TASK PROMPT: Find every line in the records that contains the string "Provide" and copy each one.

MATERIAL FOR THIS TASK:
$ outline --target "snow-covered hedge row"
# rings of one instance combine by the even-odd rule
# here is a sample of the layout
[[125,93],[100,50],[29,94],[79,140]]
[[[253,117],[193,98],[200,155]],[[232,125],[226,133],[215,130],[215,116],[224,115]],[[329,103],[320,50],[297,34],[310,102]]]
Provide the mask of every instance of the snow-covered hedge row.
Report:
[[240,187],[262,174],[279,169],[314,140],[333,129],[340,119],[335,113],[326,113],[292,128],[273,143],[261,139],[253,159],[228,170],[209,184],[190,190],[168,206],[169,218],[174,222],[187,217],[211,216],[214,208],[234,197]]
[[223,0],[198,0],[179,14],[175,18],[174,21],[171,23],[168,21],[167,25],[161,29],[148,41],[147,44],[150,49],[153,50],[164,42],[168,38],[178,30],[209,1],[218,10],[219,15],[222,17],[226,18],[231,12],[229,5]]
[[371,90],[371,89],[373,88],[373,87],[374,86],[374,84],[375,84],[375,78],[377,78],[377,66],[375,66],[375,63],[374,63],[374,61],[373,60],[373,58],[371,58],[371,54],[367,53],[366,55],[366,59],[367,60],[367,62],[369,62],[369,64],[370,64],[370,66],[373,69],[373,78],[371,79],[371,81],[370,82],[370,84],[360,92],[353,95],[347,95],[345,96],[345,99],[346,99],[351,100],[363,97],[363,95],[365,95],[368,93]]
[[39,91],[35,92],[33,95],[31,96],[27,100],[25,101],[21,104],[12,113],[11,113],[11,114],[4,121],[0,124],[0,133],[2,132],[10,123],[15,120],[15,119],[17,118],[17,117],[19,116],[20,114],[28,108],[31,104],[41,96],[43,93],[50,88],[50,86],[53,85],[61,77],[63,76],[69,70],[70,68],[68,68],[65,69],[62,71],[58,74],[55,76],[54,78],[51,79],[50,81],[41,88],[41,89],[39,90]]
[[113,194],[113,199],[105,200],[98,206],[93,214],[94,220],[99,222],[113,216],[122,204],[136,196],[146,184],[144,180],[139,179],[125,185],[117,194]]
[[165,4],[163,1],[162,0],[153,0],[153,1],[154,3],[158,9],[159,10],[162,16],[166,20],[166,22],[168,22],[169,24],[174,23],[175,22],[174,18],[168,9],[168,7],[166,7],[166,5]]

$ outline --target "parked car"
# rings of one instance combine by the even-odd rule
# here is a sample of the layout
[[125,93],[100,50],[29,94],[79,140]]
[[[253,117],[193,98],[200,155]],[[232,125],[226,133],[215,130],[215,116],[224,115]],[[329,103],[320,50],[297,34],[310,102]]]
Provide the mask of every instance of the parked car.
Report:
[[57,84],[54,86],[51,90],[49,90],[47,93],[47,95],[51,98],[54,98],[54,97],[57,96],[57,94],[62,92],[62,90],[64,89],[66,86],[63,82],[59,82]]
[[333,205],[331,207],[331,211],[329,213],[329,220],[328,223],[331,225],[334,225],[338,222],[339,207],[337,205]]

--

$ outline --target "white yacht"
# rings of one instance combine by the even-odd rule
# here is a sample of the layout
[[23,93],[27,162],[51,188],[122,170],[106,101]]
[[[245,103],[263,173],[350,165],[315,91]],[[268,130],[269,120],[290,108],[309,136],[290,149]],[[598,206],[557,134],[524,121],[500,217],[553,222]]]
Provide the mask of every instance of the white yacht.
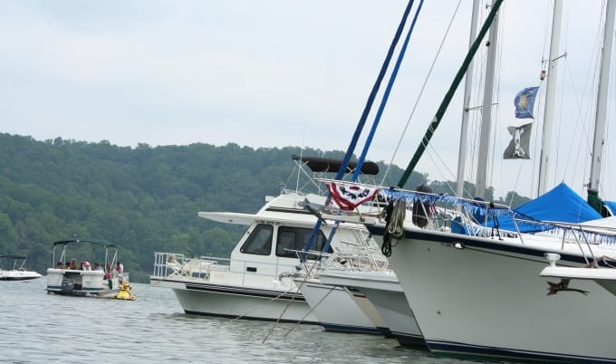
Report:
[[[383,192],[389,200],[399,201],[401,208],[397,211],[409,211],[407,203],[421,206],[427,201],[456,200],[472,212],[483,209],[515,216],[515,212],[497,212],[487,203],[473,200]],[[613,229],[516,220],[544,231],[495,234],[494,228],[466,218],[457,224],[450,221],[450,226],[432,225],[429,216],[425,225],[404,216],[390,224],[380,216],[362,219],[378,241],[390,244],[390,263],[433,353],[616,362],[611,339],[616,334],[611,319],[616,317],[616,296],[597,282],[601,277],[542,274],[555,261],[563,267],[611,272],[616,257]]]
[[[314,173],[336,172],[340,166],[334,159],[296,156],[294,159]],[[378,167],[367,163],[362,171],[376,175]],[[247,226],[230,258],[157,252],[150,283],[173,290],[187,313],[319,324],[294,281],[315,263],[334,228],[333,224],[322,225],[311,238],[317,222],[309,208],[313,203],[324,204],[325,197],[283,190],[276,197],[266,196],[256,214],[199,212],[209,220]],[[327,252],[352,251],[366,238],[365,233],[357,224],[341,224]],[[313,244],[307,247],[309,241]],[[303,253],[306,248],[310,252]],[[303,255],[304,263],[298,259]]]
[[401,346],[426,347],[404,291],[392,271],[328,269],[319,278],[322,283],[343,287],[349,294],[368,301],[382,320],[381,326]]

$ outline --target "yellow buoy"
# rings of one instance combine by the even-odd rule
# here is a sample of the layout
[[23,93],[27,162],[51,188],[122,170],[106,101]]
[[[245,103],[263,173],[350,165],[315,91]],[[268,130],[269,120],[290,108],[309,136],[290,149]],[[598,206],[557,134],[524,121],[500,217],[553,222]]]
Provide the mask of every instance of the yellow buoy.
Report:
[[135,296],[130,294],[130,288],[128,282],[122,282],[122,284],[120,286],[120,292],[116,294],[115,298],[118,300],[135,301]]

...

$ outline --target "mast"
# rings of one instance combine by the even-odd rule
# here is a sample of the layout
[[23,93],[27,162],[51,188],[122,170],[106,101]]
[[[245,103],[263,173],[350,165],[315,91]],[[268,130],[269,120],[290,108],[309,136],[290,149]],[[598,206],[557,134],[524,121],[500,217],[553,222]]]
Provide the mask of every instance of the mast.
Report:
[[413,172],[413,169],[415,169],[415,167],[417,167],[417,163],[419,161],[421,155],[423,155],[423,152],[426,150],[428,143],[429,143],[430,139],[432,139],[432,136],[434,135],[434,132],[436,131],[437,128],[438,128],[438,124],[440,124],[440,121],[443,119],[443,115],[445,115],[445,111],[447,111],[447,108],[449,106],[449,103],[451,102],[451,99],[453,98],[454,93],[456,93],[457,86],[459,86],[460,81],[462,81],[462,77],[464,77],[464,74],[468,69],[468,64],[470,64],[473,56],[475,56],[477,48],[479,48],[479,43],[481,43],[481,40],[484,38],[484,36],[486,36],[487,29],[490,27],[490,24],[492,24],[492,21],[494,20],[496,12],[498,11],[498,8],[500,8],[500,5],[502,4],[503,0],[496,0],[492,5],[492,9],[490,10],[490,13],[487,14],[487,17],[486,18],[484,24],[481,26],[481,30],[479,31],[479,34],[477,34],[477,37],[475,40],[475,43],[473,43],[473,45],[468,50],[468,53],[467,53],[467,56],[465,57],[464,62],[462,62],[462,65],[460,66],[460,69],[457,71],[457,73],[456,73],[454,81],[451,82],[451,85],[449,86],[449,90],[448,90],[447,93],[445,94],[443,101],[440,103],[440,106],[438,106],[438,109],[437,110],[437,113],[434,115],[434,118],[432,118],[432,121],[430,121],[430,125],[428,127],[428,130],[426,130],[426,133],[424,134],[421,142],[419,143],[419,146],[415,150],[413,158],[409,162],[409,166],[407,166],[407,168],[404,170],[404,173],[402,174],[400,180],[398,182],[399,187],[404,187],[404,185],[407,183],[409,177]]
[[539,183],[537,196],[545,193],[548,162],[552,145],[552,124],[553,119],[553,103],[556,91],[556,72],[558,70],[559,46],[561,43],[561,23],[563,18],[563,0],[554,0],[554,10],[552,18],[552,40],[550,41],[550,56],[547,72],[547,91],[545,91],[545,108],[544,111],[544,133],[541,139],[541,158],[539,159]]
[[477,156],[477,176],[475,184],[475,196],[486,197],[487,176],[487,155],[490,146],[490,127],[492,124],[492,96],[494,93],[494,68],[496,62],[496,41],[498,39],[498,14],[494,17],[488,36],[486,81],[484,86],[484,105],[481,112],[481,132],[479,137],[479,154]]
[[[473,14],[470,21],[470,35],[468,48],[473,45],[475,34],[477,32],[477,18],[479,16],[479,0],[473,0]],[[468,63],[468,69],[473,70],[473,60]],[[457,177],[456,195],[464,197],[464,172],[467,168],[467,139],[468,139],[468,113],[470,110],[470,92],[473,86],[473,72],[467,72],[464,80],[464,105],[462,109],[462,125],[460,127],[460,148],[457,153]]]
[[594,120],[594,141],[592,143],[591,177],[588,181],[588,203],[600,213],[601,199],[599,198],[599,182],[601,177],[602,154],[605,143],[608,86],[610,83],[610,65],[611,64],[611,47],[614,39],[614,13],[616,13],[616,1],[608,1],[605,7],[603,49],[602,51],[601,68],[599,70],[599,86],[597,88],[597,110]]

RIGHT ANSWER:
Provide the mask of every instance of the snow-covered hedge row.
Provide the mask of every instance of the parked car.
Provide the mask of every instance of the white yacht.
Provide the mask of every instance of the yellow buoy.
Provide the mask of every instance of the mast.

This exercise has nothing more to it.